### Task to complete
The required result is an exact copy of every line from the one with "# each item" through the last line below, with the pictures left out.

Start of Material for the task

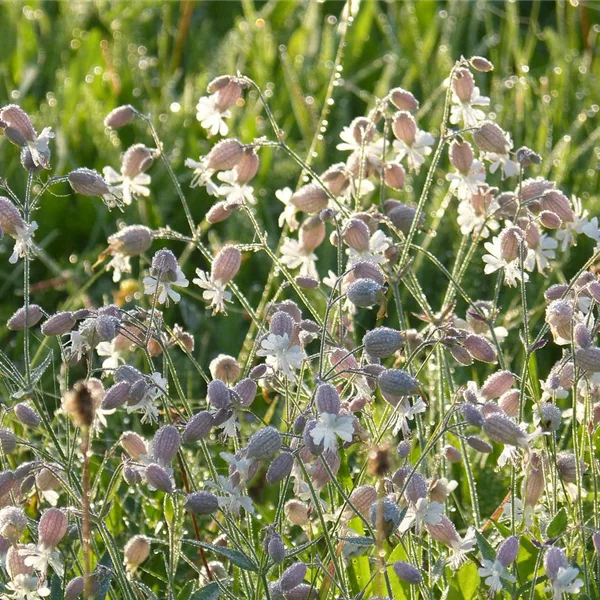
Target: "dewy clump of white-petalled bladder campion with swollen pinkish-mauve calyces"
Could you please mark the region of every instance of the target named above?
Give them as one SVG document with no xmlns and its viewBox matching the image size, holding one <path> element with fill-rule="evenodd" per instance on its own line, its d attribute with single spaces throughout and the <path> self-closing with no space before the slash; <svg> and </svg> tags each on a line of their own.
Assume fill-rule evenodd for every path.
<svg viewBox="0 0 600 600">
<path fill-rule="evenodd" d="M 23 197 L 3 180 L 0 198 L 23 272 L 7 323 L 23 356 L 0 352 L 2 597 L 442 598 L 457 581 L 469 597 L 600 593 L 597 218 L 494 121 L 479 87 L 492 68 L 457 60 L 429 131 L 411 91 L 386 90 L 322 168 L 243 73 L 199 98 L 195 134 L 216 141 L 181 173 L 134 106 L 106 118 L 139 141 L 102 175 L 47 175 L 51 129 L 0 110 L 27 179 Z M 242 142 L 250 94 L 271 131 Z M 259 189 L 266 155 L 291 157 L 298 185 Z M 136 220 L 159 170 L 186 231 Z M 67 185 L 123 211 L 95 268 L 134 293 L 32 303 L 33 219 Z M 200 194 L 213 201 L 201 221 Z M 229 219 L 250 229 L 225 243 Z M 449 261 L 445 228 L 461 235 Z M 554 283 L 581 236 L 592 254 Z M 258 305 L 236 281 L 254 256 L 270 269 Z M 238 356 L 211 347 L 206 368 L 202 331 L 173 316 L 184 299 L 217 327 L 243 311 Z"/>
</svg>

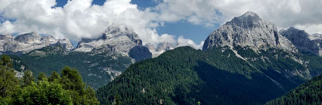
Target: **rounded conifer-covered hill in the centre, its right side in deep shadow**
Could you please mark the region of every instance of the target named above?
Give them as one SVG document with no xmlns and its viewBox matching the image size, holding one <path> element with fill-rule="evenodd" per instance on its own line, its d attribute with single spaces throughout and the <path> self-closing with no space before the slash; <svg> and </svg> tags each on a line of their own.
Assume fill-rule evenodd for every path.
<svg viewBox="0 0 322 105">
<path fill-rule="evenodd" d="M 122 104 L 249 105 L 264 104 L 299 84 L 275 78 L 284 82 L 277 85 L 229 48 L 203 52 L 186 46 L 132 64 L 99 88 L 97 97 L 103 105 L 111 104 L 117 93 Z"/>
</svg>

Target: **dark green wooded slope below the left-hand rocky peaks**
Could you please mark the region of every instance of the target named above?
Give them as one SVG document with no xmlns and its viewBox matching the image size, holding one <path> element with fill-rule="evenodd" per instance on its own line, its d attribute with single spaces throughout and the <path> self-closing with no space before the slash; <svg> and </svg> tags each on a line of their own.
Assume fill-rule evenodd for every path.
<svg viewBox="0 0 322 105">
<path fill-rule="evenodd" d="M 62 46 L 43 47 L 21 56 L 10 55 L 14 59 L 14 69 L 18 71 L 30 69 L 37 77 L 41 72 L 50 75 L 52 71 L 60 72 L 61 68 L 69 66 L 79 70 L 82 78 L 94 89 L 106 85 L 114 74 L 108 69 L 121 72 L 132 64 L 129 57 L 118 53 L 68 53 Z M 117 58 L 117 59 L 115 59 Z M 25 68 L 22 69 L 21 66 Z"/>
</svg>

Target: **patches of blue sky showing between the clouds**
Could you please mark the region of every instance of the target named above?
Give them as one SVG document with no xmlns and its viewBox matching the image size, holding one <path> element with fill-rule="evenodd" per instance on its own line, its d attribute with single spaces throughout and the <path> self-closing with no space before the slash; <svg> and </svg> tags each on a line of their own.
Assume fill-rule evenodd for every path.
<svg viewBox="0 0 322 105">
<path fill-rule="evenodd" d="M 56 2 L 56 6 L 63 7 L 67 3 L 67 0 L 56 0 Z M 104 2 L 105 0 L 93 0 L 92 4 L 103 5 Z M 140 10 L 157 5 L 153 0 L 132 0 L 131 3 L 137 4 L 138 9 Z M 216 27 L 218 27 L 218 25 Z M 175 39 L 179 36 L 184 36 L 185 38 L 191 39 L 195 43 L 199 44 L 201 41 L 204 41 L 214 29 L 206 28 L 203 25 L 194 25 L 186 21 L 178 21 L 166 22 L 164 27 L 158 27 L 156 30 L 159 35 L 174 35 Z M 74 46 L 78 43 L 77 41 L 72 42 Z"/>
</svg>

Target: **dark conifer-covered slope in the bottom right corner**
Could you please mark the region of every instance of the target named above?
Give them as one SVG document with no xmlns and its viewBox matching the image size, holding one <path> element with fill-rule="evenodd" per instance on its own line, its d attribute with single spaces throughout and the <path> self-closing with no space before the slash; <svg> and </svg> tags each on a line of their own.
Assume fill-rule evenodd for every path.
<svg viewBox="0 0 322 105">
<path fill-rule="evenodd" d="M 322 75 L 291 90 L 289 93 L 269 101 L 266 105 L 321 105 Z"/>
</svg>

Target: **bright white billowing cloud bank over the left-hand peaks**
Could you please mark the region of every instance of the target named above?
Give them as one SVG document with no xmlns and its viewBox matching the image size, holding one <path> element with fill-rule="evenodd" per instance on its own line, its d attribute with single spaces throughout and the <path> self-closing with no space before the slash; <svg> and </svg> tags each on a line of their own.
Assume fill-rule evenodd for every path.
<svg viewBox="0 0 322 105">
<path fill-rule="evenodd" d="M 153 28 L 159 25 L 151 20 L 156 17 L 156 13 L 140 11 L 130 1 L 108 0 L 99 6 L 92 5 L 92 0 L 71 0 L 62 8 L 54 7 L 57 4 L 55 0 L 1 0 L 2 17 L 15 21 L 3 23 L 0 33 L 37 31 L 40 34 L 80 40 L 83 37 L 99 37 L 114 23 L 132 28 L 145 42 L 160 42 L 174 37 L 157 35 Z"/>
</svg>

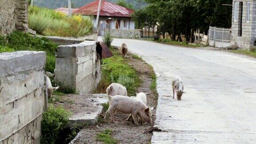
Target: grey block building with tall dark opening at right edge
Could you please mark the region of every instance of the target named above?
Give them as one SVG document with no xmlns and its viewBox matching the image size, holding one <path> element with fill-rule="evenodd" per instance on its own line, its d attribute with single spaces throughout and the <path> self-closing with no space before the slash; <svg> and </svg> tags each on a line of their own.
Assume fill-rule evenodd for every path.
<svg viewBox="0 0 256 144">
<path fill-rule="evenodd" d="M 233 0 L 231 44 L 241 49 L 256 46 L 256 0 Z"/>
</svg>

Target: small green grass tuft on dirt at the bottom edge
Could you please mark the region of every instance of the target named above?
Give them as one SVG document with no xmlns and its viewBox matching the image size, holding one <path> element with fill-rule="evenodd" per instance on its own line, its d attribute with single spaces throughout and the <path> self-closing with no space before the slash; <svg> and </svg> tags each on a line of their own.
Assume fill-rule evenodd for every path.
<svg viewBox="0 0 256 144">
<path fill-rule="evenodd" d="M 112 137 L 112 129 L 105 129 L 96 135 L 96 140 L 104 142 L 104 144 L 116 144 L 116 140 Z"/>
</svg>

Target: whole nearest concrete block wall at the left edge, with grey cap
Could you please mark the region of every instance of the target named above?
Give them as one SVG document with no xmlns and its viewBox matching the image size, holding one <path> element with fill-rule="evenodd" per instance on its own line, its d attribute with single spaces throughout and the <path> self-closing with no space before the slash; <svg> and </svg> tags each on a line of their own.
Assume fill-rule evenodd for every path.
<svg viewBox="0 0 256 144">
<path fill-rule="evenodd" d="M 40 144 L 45 60 L 45 52 L 0 53 L 0 143 Z"/>
</svg>

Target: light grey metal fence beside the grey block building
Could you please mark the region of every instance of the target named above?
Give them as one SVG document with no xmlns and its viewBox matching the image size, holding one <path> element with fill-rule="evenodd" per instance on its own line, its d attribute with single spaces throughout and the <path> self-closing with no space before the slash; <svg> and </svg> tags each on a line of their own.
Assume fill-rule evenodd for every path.
<svg viewBox="0 0 256 144">
<path fill-rule="evenodd" d="M 231 30 L 230 28 L 209 28 L 209 46 L 224 48 L 230 46 Z"/>
</svg>

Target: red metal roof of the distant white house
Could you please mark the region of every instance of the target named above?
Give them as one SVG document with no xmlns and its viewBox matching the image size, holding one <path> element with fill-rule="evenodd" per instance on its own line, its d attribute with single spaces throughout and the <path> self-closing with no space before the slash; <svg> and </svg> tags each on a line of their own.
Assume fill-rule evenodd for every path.
<svg viewBox="0 0 256 144">
<path fill-rule="evenodd" d="M 74 11 L 74 14 L 97 15 L 99 0 L 93 1 Z M 120 5 L 102 0 L 100 5 L 100 16 L 131 17 L 133 10 Z"/>
</svg>

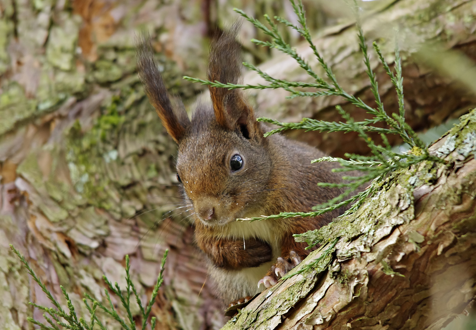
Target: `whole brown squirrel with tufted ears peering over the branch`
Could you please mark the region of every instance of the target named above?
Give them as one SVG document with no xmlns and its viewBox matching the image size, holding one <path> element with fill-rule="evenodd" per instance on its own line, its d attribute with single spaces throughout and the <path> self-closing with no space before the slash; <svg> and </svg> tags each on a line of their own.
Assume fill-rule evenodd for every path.
<svg viewBox="0 0 476 330">
<path fill-rule="evenodd" d="M 208 80 L 241 78 L 239 24 L 211 42 Z M 310 211 L 338 196 L 332 163 L 311 164 L 325 154 L 280 134 L 267 138 L 242 91 L 209 86 L 211 105 L 198 105 L 191 120 L 173 107 L 148 38 L 138 44 L 138 72 L 150 103 L 178 144 L 177 179 L 193 207 L 198 247 L 225 301 L 242 302 L 277 283 L 309 254 L 293 234 L 328 224 L 339 211 L 313 218 L 236 221 L 238 218 Z M 260 285 L 263 284 L 263 287 Z M 245 300 L 246 301 L 246 300 Z"/>
</svg>

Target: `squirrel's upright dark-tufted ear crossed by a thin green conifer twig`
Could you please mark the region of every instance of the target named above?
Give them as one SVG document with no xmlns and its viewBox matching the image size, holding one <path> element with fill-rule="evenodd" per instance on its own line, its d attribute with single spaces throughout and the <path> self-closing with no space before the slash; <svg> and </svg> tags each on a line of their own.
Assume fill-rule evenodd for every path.
<svg viewBox="0 0 476 330">
<path fill-rule="evenodd" d="M 229 31 L 221 32 L 212 41 L 208 61 L 209 81 L 236 84 L 241 79 L 241 45 L 236 39 L 240 28 L 241 21 L 237 21 Z M 240 91 L 212 86 L 208 89 L 215 118 L 221 126 L 234 129 L 237 124 L 247 124 L 248 119 L 255 119 L 253 109 Z"/>
</svg>

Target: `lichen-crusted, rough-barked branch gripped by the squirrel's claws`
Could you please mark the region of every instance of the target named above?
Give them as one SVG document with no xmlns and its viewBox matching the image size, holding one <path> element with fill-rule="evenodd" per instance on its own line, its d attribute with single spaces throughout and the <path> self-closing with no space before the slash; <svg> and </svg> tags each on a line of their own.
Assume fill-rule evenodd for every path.
<svg viewBox="0 0 476 330">
<path fill-rule="evenodd" d="M 464 117 L 430 148 L 456 164 L 392 175 L 355 214 L 316 233 L 340 237 L 316 269 L 262 292 L 223 329 L 441 329 L 463 313 L 476 297 L 476 111 Z"/>
</svg>

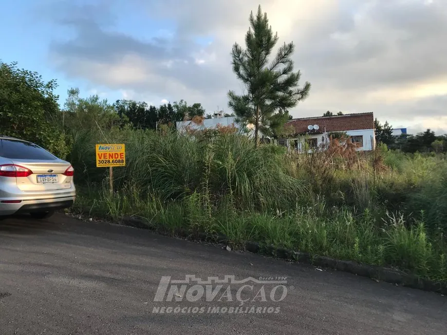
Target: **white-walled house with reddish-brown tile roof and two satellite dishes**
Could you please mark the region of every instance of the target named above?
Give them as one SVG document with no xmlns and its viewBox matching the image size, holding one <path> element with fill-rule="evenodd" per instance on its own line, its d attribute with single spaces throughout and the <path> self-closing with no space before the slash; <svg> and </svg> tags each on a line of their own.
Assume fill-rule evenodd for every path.
<svg viewBox="0 0 447 335">
<path fill-rule="evenodd" d="M 373 113 L 357 113 L 320 117 L 303 117 L 290 120 L 286 127 L 292 127 L 294 135 L 278 139 L 278 145 L 302 151 L 306 146 L 312 149 L 324 147 L 331 132 L 346 132 L 349 140 L 355 143 L 357 151 L 370 151 L 376 148 Z"/>
</svg>

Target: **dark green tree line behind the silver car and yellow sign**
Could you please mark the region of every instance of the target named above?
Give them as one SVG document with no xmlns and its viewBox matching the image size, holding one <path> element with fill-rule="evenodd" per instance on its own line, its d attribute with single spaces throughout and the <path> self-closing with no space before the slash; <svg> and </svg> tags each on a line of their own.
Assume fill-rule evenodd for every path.
<svg viewBox="0 0 447 335">
<path fill-rule="evenodd" d="M 110 104 L 98 95 L 81 97 L 78 88 L 68 90 L 61 108 L 56 88 L 55 80 L 45 82 L 35 71 L 0 60 L 0 134 L 34 142 L 66 157 L 72 137 L 80 130 L 175 128 L 177 121 L 205 114 L 200 103 L 188 105 L 180 100 L 156 107 L 117 100 Z"/>
</svg>

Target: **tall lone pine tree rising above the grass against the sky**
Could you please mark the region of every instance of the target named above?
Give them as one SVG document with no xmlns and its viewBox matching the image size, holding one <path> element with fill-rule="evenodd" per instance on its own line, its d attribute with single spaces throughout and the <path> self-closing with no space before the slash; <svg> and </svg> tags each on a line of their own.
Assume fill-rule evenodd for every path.
<svg viewBox="0 0 447 335">
<path fill-rule="evenodd" d="M 278 110 L 288 110 L 304 100 L 309 94 L 310 83 L 298 86 L 301 73 L 293 72 L 293 42 L 281 46 L 269 64 L 268 58 L 278 42 L 278 35 L 273 34 L 267 13 L 263 14 L 260 6 L 256 16 L 251 12 L 249 22 L 250 28 L 245 36 L 246 50 L 237 43 L 232 49 L 233 71 L 245 85 L 245 94 L 237 95 L 229 91 L 228 105 L 238 120 L 254 125 L 257 146 L 259 131 L 271 135 L 272 116 Z"/>
</svg>

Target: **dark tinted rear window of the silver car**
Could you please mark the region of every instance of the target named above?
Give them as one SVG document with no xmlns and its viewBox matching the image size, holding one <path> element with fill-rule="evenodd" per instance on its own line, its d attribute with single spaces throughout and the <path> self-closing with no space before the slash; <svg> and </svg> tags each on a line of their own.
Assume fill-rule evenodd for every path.
<svg viewBox="0 0 447 335">
<path fill-rule="evenodd" d="M 51 160 L 57 158 L 41 147 L 22 141 L 0 139 L 0 156 L 11 160 Z"/>
</svg>

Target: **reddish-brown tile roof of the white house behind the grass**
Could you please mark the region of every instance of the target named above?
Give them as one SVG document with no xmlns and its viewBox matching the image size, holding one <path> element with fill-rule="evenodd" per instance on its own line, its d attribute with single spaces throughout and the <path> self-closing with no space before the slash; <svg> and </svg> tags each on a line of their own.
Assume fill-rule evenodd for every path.
<svg viewBox="0 0 447 335">
<path fill-rule="evenodd" d="M 293 119 L 288 122 L 295 128 L 297 134 L 306 133 L 309 125 L 318 125 L 317 132 L 326 131 L 347 131 L 360 129 L 374 129 L 373 113 L 357 113 L 333 116 L 303 117 Z M 312 130 L 315 132 L 315 130 Z"/>
</svg>

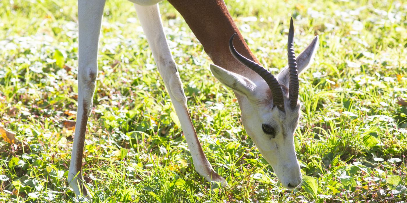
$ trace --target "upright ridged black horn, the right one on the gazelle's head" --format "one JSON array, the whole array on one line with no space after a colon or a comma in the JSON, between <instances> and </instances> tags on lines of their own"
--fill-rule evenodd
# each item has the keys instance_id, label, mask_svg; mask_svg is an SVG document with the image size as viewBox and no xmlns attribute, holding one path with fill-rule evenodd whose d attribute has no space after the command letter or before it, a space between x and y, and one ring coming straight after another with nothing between
<instances>
[{"instance_id":1,"label":"upright ridged black horn, the right one on the gazelle's head","mask_svg":"<svg viewBox=\"0 0 407 203\"><path fill-rule=\"evenodd\" d=\"M290 30L288 31L288 43L287 43L288 68L289 68L289 76L290 76L288 94L289 94L291 109L293 109L297 106L298 91L299 91L297 60L295 59L293 41L294 41L294 26L293 26L293 17L291 17Z\"/></svg>"}]
</instances>

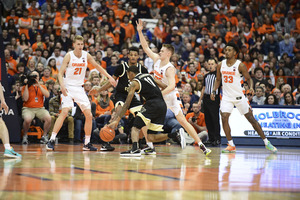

End of Material for the task

### Solution to this exercise
# each item has the keys instance_id, label, mask_svg; mask_svg is an SVG document with the image size as viewBox and no xmlns attribute, holding one path with fill-rule evenodd whose d attribute has no space after the command letter or before it, a space between x and y, and one ring coming straight after another with nothing between
<instances>
[{"instance_id":1,"label":"upright ridged black horn, the right one on the gazelle's head","mask_svg":"<svg viewBox=\"0 0 407 203\"><path fill-rule=\"evenodd\" d=\"M290 30L288 31L288 43L287 43L288 68L289 68L289 76L290 76L288 94L289 94L291 109L293 109L297 106L298 91L299 91L297 60L295 59L293 41L294 41L294 26L293 26L293 17L291 17Z\"/></svg>"}]
</instances>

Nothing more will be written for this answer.